> Job
Return every record verbatim.

> Supplied records
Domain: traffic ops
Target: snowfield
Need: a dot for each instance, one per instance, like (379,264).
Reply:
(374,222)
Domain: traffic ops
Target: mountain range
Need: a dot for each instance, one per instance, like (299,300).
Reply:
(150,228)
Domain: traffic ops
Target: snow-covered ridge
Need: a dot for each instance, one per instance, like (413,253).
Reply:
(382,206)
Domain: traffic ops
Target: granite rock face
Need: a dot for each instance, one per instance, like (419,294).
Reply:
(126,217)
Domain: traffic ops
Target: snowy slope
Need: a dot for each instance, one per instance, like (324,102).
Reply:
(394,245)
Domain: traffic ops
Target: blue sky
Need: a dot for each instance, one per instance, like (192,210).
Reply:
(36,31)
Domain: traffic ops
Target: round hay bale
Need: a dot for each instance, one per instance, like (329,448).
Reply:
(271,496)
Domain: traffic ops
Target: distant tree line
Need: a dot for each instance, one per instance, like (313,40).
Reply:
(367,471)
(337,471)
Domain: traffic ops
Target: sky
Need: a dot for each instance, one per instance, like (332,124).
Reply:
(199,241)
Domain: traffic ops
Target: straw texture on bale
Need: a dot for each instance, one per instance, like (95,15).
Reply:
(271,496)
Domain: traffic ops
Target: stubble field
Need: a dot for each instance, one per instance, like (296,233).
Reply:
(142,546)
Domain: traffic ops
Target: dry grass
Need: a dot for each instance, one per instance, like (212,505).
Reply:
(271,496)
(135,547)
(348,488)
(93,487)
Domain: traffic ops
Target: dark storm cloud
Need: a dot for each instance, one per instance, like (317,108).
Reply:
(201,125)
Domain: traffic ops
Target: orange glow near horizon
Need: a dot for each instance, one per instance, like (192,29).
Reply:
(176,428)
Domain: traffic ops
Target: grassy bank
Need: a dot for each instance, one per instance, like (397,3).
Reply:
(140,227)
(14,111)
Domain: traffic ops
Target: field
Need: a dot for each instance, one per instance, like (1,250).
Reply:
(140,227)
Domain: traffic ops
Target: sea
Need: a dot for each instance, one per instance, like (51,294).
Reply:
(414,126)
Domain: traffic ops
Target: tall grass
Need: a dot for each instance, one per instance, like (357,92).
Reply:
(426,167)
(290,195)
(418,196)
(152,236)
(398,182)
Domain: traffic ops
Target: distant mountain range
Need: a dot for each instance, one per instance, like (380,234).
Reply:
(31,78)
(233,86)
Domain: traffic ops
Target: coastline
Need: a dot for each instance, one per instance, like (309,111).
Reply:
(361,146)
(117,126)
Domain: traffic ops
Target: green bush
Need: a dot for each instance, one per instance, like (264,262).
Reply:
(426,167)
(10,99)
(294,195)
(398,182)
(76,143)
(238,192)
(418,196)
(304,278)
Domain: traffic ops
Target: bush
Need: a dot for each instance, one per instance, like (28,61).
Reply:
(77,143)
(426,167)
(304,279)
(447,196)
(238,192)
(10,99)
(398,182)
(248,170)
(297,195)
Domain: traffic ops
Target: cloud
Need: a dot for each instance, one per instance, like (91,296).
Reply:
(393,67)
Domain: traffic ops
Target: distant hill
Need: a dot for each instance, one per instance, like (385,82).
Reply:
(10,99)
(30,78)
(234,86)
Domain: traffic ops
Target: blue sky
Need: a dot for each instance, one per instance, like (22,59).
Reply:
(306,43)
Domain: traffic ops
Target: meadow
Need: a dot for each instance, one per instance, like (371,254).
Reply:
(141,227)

> Problem solution
Domain: traffic ops
Target: snowfield
Need: a dot for each instance, one per instance, like (379,264).
Reply:
(374,222)
Domain: traffic ops
Target: mountain range
Need: a dot for each instance, one per instance, like (299,300).
Reply:
(150,228)
Domain: traffic ops
Target: snow-covered ridge
Need: a dot for each instance, one per instance, like (413,253).
Reply:
(382,206)
Domain: traffic ops
Target: granite rock face
Need: a dot for each instance, one per instance, like (419,294).
Reply:
(126,217)
Domain: traffic ops
Target: snowy slope
Need: a dot for each instance, one per instance, like (324,102).
Reply:
(394,245)
Domain: traffic ops
Target: blue sky
Need: a dot for each instance, one per instance, like (192,210).
Reply:
(36,31)
Domain: traffic ops
Target: round hay bale
Need: a dot for each instance, one per instance, like (329,448).
Reply:
(271,496)
Domain: traffic ops
Target: distant tree line
Need: a dot for each instance, one per instance, like (313,40).
Reply:
(367,471)
(337,471)
Domain: traffic ops
Target: sky
Need: a dot for each instance, one per instance, like (332,124).
Reply:
(199,241)
Domain: traffic ops
Target: straw texture on bale
Need: a dot for each instance, one per instance, like (95,15).
Reply:
(271,496)
Domain: traffic ops
Target: stubble field
Need: a dot for each instance, one per instance, like (296,233).
Reply:
(142,546)
Domain: traffic ops
Target: dry grass
Need: a dot for each instance, one per instance, like (212,505).
Reply:
(271,496)
(135,547)
(348,488)
(93,487)
Domain: traffic ops
Target: dark storm cloud
Need: a dot for each instance, one per instance, like (317,108).
Reply:
(201,125)
Domain: traffic ops
Target: orange glow near horizon
Need: a dot for each instance, one per instance, like (192,29).
Reply:
(176,428)
Domain: traffic ops
Target: grassy bank
Need: a dot for each instance, one per instance, like (397,3).
Reply:
(140,227)
(14,111)
Domain: traffic ops
Target: field
Need: a dot for each instance, one per instance, like (1,250).
Reply:
(140,227)
Domain: traffic ops
Target: sea
Need: a dot for each instance, one per instance, like (51,294).
Reply:
(414,126)
Domain: traffic ops
Target: tall grass
Need: a dot for each instance, one per instance, like (357,92).
Reply:
(426,167)
(290,195)
(418,196)
(152,236)
(398,182)
Domain: traffic ops
Target: distant mountain range
Need: a dot for each instance, one per instance, like (380,234).
Reply:
(31,78)
(233,86)
Domain: traffic ops
Target: coastline
Need: a dot for each instance, one per instance, like (309,111).
Reply:
(361,146)
(117,126)
Domain: traffic ops
Target: green bush
Need: a dot for each instance, one per instance, like (264,262).
Reply:
(426,167)
(10,99)
(294,195)
(398,182)
(76,143)
(238,192)
(418,196)
(304,278)
Domain: traffic ops
Target: bush
Need: a dot for each instance, one per instance, like (28,61).
Reply:
(77,143)
(426,167)
(304,279)
(447,196)
(238,192)
(10,99)
(398,182)
(248,170)
(297,195)
Domain: traffic ops
Target: cloud
Need: a dot for each instance, one per instance, like (91,296).
Reply:
(393,67)
Domain: traffic ops
Target: distant hill
Need: a dot for each instance, one per instance, like (385,82).
Reply:
(10,99)
(30,78)
(234,86)
Domain: traffic ops
Target: blue sky
Need: a dot for each instance, one per instance, like (22,59).
Reply:
(306,43)
Domain: traffic ops
Target: meadow
Need: a dot for each instance, one per instance, like (371,254).
Reply:
(141,227)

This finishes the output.